===== Provided passage

USA’s Sha’Carri Richardson, an exuberant winner of the world title in Budapest last year, looks capable of ending the run of four consecutive Olympic titles in this event for Jamaica.

Richardson won the US trials in 10.71, the fastest time so far this season, to set herself up for a first Olympic appearance. After missing the Tokyo Olympics and the 2022 World Championships, she finally brought her talents to bear upon a global event in Hungary last year. She won the 100m title from out in lane nine – having failed to secure one of the two automatic qualifying places in the semifinals – and ran a championship record of 10.65.

She was followed home by two bemedalled Jamaicans: Shericka Jackson, the two-time world 200m champion, and Shelly-Ann Fraser-Pryce, the defending champion who won the Olympic 100m titles at the 2008 and 2012 Games.

==========
===== Record excerpts

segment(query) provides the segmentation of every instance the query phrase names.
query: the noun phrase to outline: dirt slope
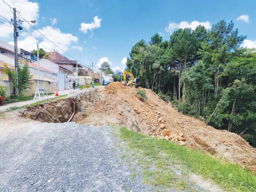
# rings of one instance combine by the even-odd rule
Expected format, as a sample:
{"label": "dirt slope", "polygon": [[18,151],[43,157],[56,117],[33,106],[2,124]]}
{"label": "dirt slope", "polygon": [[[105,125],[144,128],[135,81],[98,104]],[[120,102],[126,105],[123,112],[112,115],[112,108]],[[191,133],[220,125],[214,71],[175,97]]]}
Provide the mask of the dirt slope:
{"label": "dirt slope", "polygon": [[[100,99],[85,110],[77,113],[73,120],[95,125],[107,122],[118,124],[151,134],[152,121],[156,112],[159,111],[166,120],[165,129],[172,133],[183,133],[185,145],[188,147],[202,149],[211,155],[223,157],[256,172],[256,150],[240,136],[215,129],[200,120],[181,115],[151,90],[143,89],[148,97],[147,102],[138,99],[134,88],[125,86],[120,82],[112,83],[99,93]],[[140,113],[135,113],[134,108]]]}

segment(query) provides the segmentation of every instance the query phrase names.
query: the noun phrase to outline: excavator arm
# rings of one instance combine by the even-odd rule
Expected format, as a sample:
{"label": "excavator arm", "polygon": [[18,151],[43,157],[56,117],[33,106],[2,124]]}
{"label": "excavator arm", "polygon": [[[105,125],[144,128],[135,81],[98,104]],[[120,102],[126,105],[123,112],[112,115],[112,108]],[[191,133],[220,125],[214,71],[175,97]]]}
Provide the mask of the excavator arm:
{"label": "excavator arm", "polygon": [[133,75],[132,73],[129,71],[126,71],[125,69],[124,70],[124,81],[126,81],[126,74],[130,76],[131,77],[131,80],[128,82],[128,83],[129,84],[132,84],[133,82]]}
{"label": "excavator arm", "polygon": [[[130,81],[128,82],[128,84],[126,82],[126,74],[130,76],[131,78]],[[133,83],[134,79],[134,77],[133,74],[132,73],[129,71],[126,71],[125,69],[124,70],[124,80],[123,82],[122,82],[122,84],[126,86],[129,86],[129,85],[135,85],[135,87],[136,86],[138,86],[139,84]]]}

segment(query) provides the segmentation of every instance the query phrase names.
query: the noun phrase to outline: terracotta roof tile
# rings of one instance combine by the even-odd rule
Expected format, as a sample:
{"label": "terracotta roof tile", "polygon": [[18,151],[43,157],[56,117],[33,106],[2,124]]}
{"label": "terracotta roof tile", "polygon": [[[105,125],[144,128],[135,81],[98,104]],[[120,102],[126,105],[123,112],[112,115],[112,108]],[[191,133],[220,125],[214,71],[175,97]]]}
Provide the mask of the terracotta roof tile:
{"label": "terracotta roof tile", "polygon": [[[4,63],[5,62],[2,61],[0,60],[0,68],[4,68]],[[6,65],[7,65],[7,67],[8,67],[9,68],[11,69],[14,69],[14,66],[12,66],[11,65],[10,65],[10,64],[8,64],[8,63],[6,63]]]}

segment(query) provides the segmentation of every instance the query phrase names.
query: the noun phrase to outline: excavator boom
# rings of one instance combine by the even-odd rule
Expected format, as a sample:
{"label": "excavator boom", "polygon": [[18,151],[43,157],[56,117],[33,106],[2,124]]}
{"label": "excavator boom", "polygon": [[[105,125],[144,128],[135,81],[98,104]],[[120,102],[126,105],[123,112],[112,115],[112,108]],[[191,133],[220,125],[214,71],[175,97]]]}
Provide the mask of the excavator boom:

==========

■ Problems and tasks ■
A. Count the lines of the records that contain the word "mask", and reply with that number alone.
B. Continue the Sha'Carri Richardson passage from its last sentence.
The records are unrelated to the text.

■ Responses to the exercise ■
A. 4

B.
But on the eve of the athletics programme at the Games, 30-year-old Jackson - who had won the 100m and 200m double at last month’s Jamaican trials - announced that she won't be contesting the 100m in Paris.

A month earlier in New York, Jamaica’s two-time Olympic 100m and 200m champion Elaine Thompson-Herah lost the chance of defending either title when she suffered an achilles tendon injury and had to be carried from the track.

At the age of 37, Fraser-Pryce – who also earned Olympic 100m bronze in 2016 and took silver behind Thompson-Herah in Tokyo – earned her Paris place by finishing third in the national trials in 10.94, having clocked 10.91 in the semifinals. Also registered for the 4x100m, Fraser-Pryce, in her fifth Games, will be seeking to add further Olympic medals to her current collection of three golds, four silvers and a bronze.

Second place in the Jamaican trials went to Jackson’s 19-year-old training partner Tia Clayton, who set a PB of 10.86 in the semifinals and pushed her senior rival in the final as she clocked 10.90.

Similarly, Richardson will also be accompanied by training partners in the form of Melissa Jefferson and Twanisha Terry, who respectively clocked a personal best of 10.80 and 10.89 at the trials.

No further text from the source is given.